--- AIM OF THE TASK ---
Return the lines of all the entries below without changing a word, and leave the pictures out.
# DATASET RECORDS start
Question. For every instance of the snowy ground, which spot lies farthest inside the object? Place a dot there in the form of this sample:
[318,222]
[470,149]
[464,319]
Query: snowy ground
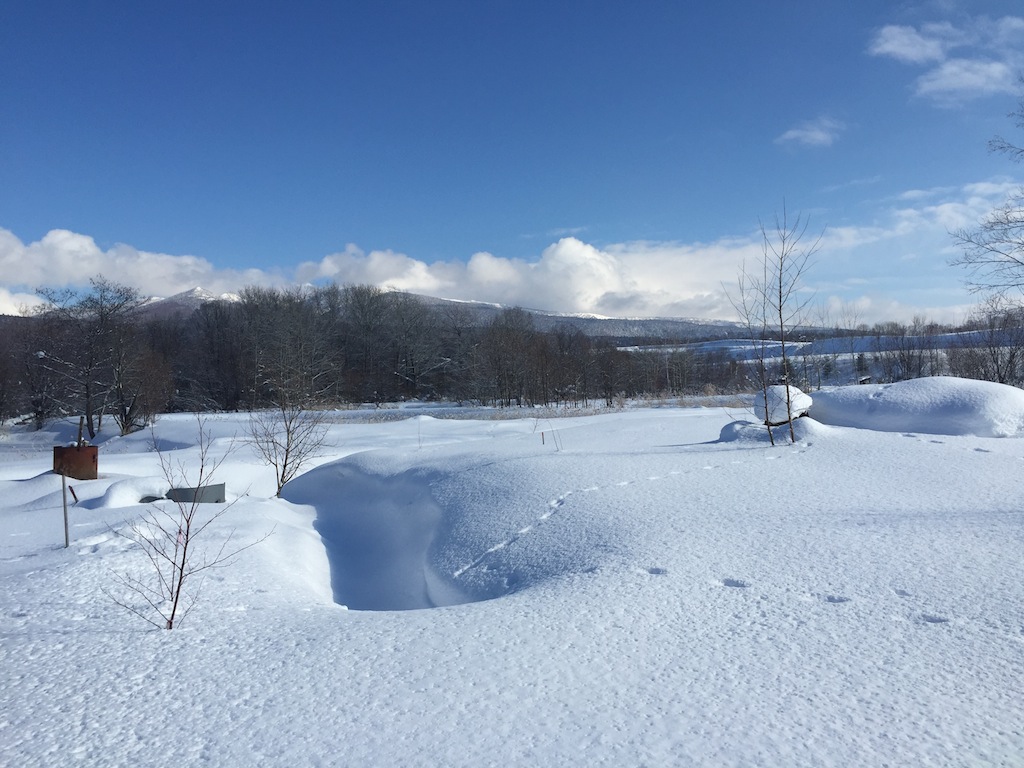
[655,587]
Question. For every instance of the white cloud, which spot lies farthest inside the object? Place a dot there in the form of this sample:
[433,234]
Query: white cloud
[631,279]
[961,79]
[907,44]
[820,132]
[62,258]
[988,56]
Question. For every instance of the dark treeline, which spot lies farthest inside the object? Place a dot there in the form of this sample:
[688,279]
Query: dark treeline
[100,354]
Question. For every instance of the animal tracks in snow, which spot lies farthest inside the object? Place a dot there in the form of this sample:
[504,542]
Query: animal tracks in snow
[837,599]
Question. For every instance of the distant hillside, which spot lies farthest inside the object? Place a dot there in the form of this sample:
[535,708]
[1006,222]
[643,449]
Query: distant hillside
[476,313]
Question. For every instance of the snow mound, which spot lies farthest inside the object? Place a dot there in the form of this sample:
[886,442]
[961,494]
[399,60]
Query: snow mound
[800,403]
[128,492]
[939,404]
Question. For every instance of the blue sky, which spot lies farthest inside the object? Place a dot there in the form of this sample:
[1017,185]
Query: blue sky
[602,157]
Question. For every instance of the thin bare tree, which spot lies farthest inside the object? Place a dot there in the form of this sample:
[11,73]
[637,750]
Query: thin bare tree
# DATASET RECORDS end
--- EXERCISE RESULT ---
Question. For every instance of the snowy ground, which spot lies farthest inside the object? Place a dot there in the form of this sample:
[318,222]
[470,149]
[464,319]
Query: snowy ground
[655,587]
Question. For every instance of the white cloud, which spot lies farthest inside the object? Place a dot there in the form of this sample:
[433,234]
Query: white cloud
[631,279]
[961,79]
[907,44]
[820,132]
[62,258]
[988,56]
Question. For every instance of the dark treeline, which spot lies farthest inside the object? Place a dot there in the form of this sample:
[688,279]
Query: dark treeline
[100,354]
Question. For every instance of the animal tracks in snow, which spot lies farthest inside the object? Place a dot there in the form of this sample:
[504,542]
Query: animal tracks in snow
[837,599]
Question. For every instance of the distant hillside, which spot lies farthest inside the object? Place a dot there in the form of this sample:
[535,708]
[1006,222]
[643,449]
Query: distant hillside
[476,313]
Question. For every instance of the snow mound, which spot lies farthest inside the object? Place a dot there in the form of this sample:
[886,442]
[961,494]
[399,60]
Query: snow mound
[800,403]
[128,492]
[939,404]
Question. For every instance of the blue sky, which spot lies farthest inside the object? Place a dot there in the form of this sample:
[1017,185]
Query: blue sky
[602,157]
Question. For every instance of the thin bare tree, which spot lies farthest inside the object? Place a dot there in the form of this sample:
[11,73]
[637,750]
Query: thin bare tree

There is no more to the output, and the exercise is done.